→ **Goal of the exercise**
Pick out every line in the records below that contains the word "hand", and copy each one.

→ **Listed records**
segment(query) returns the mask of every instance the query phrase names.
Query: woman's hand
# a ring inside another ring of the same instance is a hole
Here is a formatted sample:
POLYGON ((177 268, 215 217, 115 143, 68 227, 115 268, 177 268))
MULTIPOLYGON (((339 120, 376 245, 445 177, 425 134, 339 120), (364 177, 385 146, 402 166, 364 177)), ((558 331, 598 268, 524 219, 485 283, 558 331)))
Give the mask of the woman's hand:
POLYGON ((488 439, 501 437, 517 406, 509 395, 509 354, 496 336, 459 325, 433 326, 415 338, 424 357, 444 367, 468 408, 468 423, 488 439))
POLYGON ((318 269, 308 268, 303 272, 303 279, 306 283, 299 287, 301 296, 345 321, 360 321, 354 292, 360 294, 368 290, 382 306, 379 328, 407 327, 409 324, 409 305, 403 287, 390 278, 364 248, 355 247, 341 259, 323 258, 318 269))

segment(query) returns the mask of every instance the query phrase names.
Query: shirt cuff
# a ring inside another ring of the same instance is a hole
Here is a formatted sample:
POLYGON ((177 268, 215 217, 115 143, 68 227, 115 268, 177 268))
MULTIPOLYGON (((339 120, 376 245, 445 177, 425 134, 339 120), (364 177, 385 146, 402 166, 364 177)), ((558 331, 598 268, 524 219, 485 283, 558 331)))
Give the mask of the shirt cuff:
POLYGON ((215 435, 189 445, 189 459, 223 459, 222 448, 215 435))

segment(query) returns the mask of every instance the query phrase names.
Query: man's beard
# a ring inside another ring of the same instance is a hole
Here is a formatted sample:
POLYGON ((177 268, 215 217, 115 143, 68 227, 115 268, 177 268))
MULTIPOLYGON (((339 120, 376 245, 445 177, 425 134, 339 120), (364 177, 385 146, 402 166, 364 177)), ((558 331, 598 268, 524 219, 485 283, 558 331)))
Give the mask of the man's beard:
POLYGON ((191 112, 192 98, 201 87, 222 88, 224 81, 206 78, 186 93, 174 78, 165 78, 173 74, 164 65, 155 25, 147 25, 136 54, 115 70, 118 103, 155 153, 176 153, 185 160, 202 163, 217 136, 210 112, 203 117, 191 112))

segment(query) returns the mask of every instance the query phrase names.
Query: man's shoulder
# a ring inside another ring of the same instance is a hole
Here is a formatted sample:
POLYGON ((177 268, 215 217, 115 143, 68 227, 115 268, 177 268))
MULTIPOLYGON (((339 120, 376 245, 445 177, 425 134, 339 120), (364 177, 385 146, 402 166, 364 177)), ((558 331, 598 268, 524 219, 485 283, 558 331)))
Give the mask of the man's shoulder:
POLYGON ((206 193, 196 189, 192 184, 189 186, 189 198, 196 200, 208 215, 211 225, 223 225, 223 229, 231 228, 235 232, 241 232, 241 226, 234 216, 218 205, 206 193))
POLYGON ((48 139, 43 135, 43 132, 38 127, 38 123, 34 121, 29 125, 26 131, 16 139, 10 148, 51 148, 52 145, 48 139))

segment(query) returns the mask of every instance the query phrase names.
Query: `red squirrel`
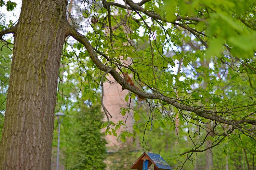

→ **Response**
Query: woman's hand
Give the mask of the woman's hand:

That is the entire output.